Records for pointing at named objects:
- - - -
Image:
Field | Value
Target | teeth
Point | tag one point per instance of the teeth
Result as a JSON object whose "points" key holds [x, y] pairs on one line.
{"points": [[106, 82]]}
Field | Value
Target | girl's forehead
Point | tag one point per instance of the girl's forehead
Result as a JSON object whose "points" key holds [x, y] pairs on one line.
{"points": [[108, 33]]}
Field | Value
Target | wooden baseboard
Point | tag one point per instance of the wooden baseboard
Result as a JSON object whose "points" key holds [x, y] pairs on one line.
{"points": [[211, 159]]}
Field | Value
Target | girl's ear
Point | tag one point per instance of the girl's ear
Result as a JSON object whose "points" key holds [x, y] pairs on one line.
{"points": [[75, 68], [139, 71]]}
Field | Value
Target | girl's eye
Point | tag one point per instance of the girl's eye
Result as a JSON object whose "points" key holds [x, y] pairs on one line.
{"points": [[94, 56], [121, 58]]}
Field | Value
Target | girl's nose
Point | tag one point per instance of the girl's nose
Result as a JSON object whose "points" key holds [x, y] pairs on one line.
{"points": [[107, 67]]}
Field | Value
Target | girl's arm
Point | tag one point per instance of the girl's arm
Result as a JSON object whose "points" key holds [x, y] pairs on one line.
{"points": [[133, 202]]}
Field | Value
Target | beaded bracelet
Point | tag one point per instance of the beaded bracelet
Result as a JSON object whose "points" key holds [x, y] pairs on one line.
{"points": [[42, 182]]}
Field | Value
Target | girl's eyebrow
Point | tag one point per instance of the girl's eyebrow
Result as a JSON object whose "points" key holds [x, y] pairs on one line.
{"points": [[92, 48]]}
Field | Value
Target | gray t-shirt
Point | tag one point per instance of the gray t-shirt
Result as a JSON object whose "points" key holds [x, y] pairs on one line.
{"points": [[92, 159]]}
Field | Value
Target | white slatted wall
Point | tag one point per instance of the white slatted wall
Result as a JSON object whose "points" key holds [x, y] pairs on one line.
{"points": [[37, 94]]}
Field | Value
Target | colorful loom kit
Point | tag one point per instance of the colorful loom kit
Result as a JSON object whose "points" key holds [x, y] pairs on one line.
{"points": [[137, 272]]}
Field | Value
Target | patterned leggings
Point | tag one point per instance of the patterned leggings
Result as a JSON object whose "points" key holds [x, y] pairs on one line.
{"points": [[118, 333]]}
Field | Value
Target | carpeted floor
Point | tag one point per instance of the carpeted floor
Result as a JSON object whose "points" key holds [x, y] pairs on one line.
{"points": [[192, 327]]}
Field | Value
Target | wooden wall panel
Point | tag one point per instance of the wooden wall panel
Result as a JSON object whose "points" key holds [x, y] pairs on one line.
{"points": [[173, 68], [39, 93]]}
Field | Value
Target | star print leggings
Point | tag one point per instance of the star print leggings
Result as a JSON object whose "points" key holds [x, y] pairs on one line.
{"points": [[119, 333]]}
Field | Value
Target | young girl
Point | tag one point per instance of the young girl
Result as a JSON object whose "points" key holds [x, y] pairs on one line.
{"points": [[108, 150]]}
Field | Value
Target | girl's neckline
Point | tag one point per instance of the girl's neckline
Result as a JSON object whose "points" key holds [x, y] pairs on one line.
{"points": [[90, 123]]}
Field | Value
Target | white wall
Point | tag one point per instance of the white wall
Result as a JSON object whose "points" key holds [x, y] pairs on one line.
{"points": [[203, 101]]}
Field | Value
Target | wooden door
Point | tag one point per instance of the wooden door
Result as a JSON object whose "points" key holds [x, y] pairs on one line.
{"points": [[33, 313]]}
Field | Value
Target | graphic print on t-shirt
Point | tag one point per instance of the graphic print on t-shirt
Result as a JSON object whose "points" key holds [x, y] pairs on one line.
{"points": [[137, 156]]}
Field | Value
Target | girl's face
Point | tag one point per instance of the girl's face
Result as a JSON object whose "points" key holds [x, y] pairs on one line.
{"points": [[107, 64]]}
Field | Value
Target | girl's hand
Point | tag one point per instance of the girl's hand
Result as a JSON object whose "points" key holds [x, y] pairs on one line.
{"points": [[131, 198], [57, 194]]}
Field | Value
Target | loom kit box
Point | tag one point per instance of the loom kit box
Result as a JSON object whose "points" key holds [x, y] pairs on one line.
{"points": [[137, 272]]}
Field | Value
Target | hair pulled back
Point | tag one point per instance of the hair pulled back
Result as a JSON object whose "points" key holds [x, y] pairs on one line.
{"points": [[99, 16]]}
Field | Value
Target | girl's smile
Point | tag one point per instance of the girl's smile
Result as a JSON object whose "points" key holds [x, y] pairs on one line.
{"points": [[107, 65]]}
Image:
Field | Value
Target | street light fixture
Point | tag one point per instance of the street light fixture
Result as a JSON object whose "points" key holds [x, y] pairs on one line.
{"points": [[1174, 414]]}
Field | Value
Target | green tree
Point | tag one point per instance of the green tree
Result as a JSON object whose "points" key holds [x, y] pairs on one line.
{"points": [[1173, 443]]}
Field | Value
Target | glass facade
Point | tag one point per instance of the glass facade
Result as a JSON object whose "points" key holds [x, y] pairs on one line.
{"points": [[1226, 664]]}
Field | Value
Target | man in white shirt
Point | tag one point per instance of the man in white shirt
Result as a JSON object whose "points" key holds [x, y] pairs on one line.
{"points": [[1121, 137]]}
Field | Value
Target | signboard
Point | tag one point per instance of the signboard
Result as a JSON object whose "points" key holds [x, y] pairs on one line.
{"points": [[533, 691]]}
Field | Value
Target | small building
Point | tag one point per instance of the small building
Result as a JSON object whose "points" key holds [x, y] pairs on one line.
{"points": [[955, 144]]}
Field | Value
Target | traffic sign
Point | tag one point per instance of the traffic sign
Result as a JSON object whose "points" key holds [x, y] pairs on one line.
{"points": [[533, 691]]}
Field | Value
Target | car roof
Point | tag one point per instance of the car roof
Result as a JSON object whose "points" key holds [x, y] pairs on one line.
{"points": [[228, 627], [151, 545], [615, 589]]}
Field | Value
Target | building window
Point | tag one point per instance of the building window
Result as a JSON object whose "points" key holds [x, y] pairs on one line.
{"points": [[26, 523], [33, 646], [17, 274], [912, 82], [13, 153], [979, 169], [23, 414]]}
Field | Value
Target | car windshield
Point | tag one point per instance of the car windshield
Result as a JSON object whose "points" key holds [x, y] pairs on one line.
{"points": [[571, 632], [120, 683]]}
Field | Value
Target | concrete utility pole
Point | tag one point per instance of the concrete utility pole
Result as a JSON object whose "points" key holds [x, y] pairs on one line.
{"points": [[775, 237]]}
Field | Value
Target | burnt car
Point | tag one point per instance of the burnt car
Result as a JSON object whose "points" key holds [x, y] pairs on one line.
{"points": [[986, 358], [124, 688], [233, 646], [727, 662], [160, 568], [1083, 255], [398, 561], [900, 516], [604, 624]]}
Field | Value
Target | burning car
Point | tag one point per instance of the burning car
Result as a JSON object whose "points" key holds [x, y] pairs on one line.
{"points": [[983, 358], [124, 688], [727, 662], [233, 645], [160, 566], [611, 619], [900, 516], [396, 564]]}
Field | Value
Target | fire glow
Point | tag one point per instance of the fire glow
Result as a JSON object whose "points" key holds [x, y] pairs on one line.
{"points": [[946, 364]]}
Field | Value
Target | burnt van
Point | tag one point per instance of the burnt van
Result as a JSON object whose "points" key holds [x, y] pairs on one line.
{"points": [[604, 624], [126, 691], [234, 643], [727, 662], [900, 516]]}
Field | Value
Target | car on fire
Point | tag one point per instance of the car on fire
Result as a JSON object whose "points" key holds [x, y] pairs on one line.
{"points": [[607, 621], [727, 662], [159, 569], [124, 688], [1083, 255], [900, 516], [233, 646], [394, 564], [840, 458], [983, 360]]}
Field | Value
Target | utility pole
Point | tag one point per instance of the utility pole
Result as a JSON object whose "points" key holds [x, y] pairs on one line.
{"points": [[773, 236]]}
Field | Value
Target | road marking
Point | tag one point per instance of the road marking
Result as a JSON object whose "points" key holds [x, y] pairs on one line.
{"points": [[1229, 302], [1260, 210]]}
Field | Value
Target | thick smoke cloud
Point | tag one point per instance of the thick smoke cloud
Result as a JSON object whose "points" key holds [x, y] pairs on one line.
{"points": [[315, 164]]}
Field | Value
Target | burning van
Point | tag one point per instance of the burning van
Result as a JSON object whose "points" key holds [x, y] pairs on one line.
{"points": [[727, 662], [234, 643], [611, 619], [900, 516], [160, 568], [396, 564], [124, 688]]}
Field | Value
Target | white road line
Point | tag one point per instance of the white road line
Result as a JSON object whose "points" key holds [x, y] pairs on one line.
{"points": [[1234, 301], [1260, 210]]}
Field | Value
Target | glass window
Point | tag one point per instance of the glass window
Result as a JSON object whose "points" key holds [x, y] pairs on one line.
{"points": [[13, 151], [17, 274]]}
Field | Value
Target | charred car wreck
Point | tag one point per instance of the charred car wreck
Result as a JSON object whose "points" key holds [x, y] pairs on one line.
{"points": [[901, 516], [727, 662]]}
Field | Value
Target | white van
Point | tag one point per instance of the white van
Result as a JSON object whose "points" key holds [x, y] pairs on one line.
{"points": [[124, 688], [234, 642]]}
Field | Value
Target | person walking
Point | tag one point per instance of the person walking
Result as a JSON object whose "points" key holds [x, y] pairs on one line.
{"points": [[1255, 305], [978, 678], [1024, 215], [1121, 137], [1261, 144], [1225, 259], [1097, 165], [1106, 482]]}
- - - -
What the task requires: Copy each line of the records above that contains the string "street". Case counts.

Exercise solution:
Target | street light fixture
Point | tag one point per instance of the street light fixture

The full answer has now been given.